[MATERIAL PROVIDED Boundary: Start]
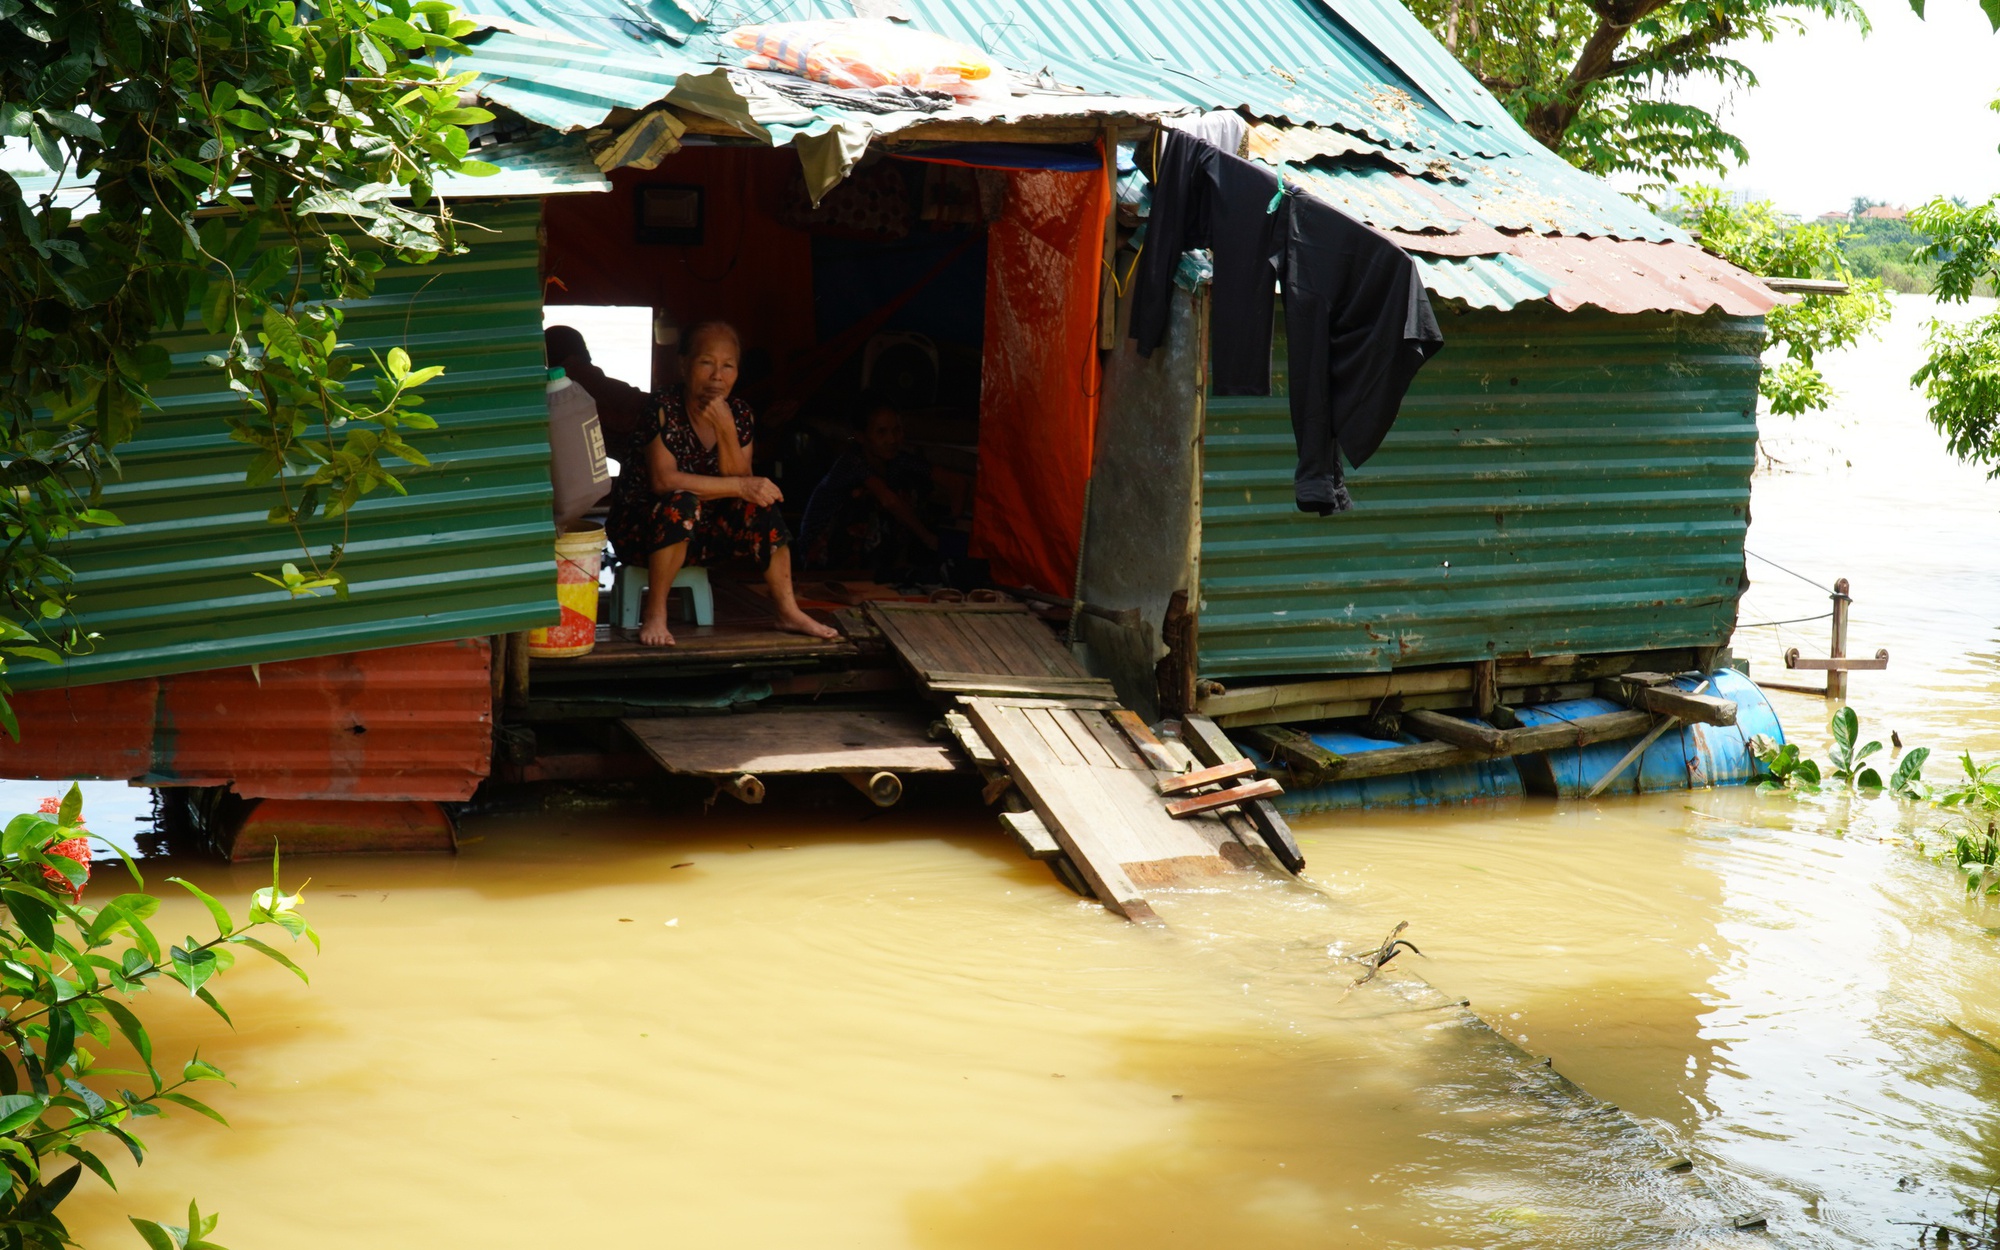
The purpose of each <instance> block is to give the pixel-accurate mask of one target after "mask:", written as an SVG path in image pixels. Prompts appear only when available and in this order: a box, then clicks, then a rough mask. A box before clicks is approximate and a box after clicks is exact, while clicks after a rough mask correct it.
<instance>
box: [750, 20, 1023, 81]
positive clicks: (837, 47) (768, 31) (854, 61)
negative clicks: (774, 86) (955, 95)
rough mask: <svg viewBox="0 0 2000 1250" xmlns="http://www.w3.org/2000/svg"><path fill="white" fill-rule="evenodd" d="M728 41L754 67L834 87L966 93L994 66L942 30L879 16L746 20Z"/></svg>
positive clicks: (983, 54) (988, 71) (753, 68)
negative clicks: (768, 70)
mask: <svg viewBox="0 0 2000 1250" xmlns="http://www.w3.org/2000/svg"><path fill="white" fill-rule="evenodd" d="M728 40H730V42H732V44H736V46H738V48H742V50H746V52H750V58H748V60H746V62H744V66H746V68H752V70H782V72H786V74H798V76H800V78H810V80H812V82H824V84H828V86H846V88H868V86H912V88H918V90H932V92H960V90H964V86H966V84H968V82H978V80H980V78H988V76H992V72H994V66H992V62H990V60H988V58H986V56H984V54H982V52H974V50H972V48H966V46H964V44H954V42H952V40H948V38H944V36H942V34H930V32H928V30H910V28H908V26H896V24H892V22H884V20H872V18H828V20H820V22H772V24H766V26H738V28H736V30H732V32H730V36H728Z"/></svg>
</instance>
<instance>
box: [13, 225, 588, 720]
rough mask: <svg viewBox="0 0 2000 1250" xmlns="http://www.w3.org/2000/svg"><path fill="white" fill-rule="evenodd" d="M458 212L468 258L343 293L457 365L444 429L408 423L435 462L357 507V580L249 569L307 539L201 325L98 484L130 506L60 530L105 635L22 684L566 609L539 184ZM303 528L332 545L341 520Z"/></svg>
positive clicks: (287, 555)
mask: <svg viewBox="0 0 2000 1250" xmlns="http://www.w3.org/2000/svg"><path fill="white" fill-rule="evenodd" d="M462 212H464V216H466V218H470V220H472V222H478V224H480V226H484V228H486V230H478V228H470V226H468V228H466V232H464V234H466V240H468V242H470V244H472V252H470V254H468V256H460V258H454V260H442V262H438V264H430V266H392V268H390V270H386V272H384V274H382V280H380V284H378V288H376V294H374V298H370V300H368V302H364V304H358V306H352V308H350V310H348V322H346V330H344V336H342V338H344V340H348V342H352V344H356V346H358V348H374V350H376V352H386V350H388V348H392V346H398V344H402V346H408V350H410V356H412V358H414V360H416V362H418V364H420V366H424V364H442V366H446V372H444V376H442V378H438V380H434V382H430V384H428V386H426V388H424V394H426V396H430V398H428V402H426V406H424V410H426V412H430V414H432V416H434V418H438V426H440V428H438V430H434V432H418V434H414V436H412V438H410V442H412V444H414V446H416V448H418V450H422V452H424V454H426V456H428V458H430V460H432V468H424V470H412V472H410V474H408V476H406V478H404V484H406V486H408V490H410V494H408V496H406V498H404V496H396V494H392V492H388V490H376V492H374V494H372V496H368V498H366V500H364V502H362V504H360V506H358V508H354V510H352V514H350V528H348V534H346V544H348V546H346V550H348V554H346V562H344V564H342V572H344V574H346V578H348V582H350V588H352V592H350V596H348V598H346V600H336V598H332V596H322V598H312V600H292V598H288V596H286V594H284V592H280V590H276V588H272V586H270V584H266V582H260V580H256V578H254V576H252V574H254V572H276V568H278V566H280V564H284V562H286V560H292V562H298V560H300V550H298V544H296V540H294V538H292V532H290V528H286V526H276V524H270V522H268V520H266V514H268V512H270V508H272V504H276V502H278V494H276V486H274V484H266V486H256V488H252V486H246V484H244V480H242V476H244V466H246V464H248V460H250V448H248V446H244V444H240V442H230V438H228V426H226V424H224V414H226V412H232V410H234V408H236V406H238V400H236V396H234V394H230V392H228V390H224V388H220V386H218V384H216V378H218V374H216V370H212V368H208V366H204V364H202V356H206V354H208V352H218V350H222V346H220V342H216V340H210V338H206V336H204V334H202V332H200V326H198V324H196V326H192V332H180V334H168V336H166V338H164V340H162V342H164V346H166V348H168V350H172V352H174V376H172V378H170V380H168V382H164V384H160V386H158V398H160V406H162V412H154V414H150V416H148V418H146V424H144V428H142V434H140V438H138V440H136V442H132V444H130V446H126V448H120V452H118V458H120V460H122V462H124V474H122V476H120V478H114V480H112V482H110V484H108V486H106V492H104V506H106V508H110V510H114V512H116V514H118V516H120V518H122V520H124V522H126V524H124V526H122V528H102V530H90V532H86V534H80V536H78V538H74V540H72V544H70V548H68V560H70V562H72V566H74V568H76V590H78V616H80V622H82V624H84V626H86V628H90V630H96V632H100V634H102V636H104V640H102V642H100V644H98V648H96V652H92V654H88V656H76V658H72V660H70V662H68V664H64V666H60V668H54V666H26V664H24V666H18V668H10V672H8V680H10V682H14V686H16V688H44V686H62V684H78V682H108V680H114V678H136V676H152V674H168V672H190V670H202V668H224V666H232V664H252V662H268V660H292V658H302V656H324V654H336V652H354V650H366V648H380V646H398V644H410V642H432V640H444V638H470V636H480V634H502V632H508V630H524V628H530V626H536V624H546V622H552V620H554V618H556V572H554V520H552V510H550V508H552V504H550V484H548V406H546V400H544V368H542V298H540V272H538V256H540V248H538V242H536V230H538V224H540V202H538V200H522V202H508V204H488V206H478V208H470V210H462ZM488 230H490V232H488ZM360 384H362V382H360V380H350V386H360ZM308 534H310V538H312V542H314V548H316V550H320V552H324V550H326V544H328V542H338V540H340V538H342V526H340V524H338V522H334V524H324V522H322V524H316V526H314V528H312V530H308Z"/></svg>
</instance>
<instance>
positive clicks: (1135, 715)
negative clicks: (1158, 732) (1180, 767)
mask: <svg viewBox="0 0 2000 1250" xmlns="http://www.w3.org/2000/svg"><path fill="white" fill-rule="evenodd" d="M1110 720H1112V724H1116V726H1118V730H1120V732H1124V736H1126V740H1130V742H1132V746H1134V748H1136V750H1138V754H1140V756H1142V758H1144V760H1146V766H1148V768H1154V770H1158V772H1180V768H1178V764H1176V760H1174V756H1172V754H1170V752H1168V750H1166V744H1164V742H1160V738H1156V736H1154V732H1152V730H1150V728H1148V726H1146V722H1144V720H1140V716H1138V712H1132V710H1126V708H1118V710H1116V712H1112V714H1110Z"/></svg>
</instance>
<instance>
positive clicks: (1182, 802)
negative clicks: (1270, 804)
mask: <svg viewBox="0 0 2000 1250" xmlns="http://www.w3.org/2000/svg"><path fill="white" fill-rule="evenodd" d="M1280 794H1284V786H1280V784H1278V782H1274V780H1270V778H1264V780H1262V782H1244V784H1242V786H1232V788H1228V790H1214V792H1210V794H1196V796H1194V798H1178V800H1174V802H1170V804H1166V814H1168V816H1172V818H1174V820H1180V818H1182V816H1200V814H1202V812H1214V810H1216V808H1234V806H1238V804H1244V802H1250V800H1252V798H1276V796H1280Z"/></svg>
[MATERIAL PROVIDED Boundary: End]
TASK TO COMPLETE:
Put the entries from their beginning through the line containing "negative clicks: (774, 86) (955, 95)" into a numbered list, one line per number. Skip blank lines and leave the pictures out.

SOLUTION TO THIS PROBLEM:
1. The purpose of each <instance> block is to give the pixel-accurate mask of one target after "mask:", written as an SVG path in image pixels. Prompts appear only when available and in this order: a box, then clicks, then a rough mask. A box before clicks is approximate and a box after clicks is exact, while clicks after a rough mask correct it.
2. <instance>
3. box: [750, 20, 1023, 81]
4. positive clicks: (837, 47) (768, 31) (854, 61)
5. negative clicks: (774, 86) (955, 95)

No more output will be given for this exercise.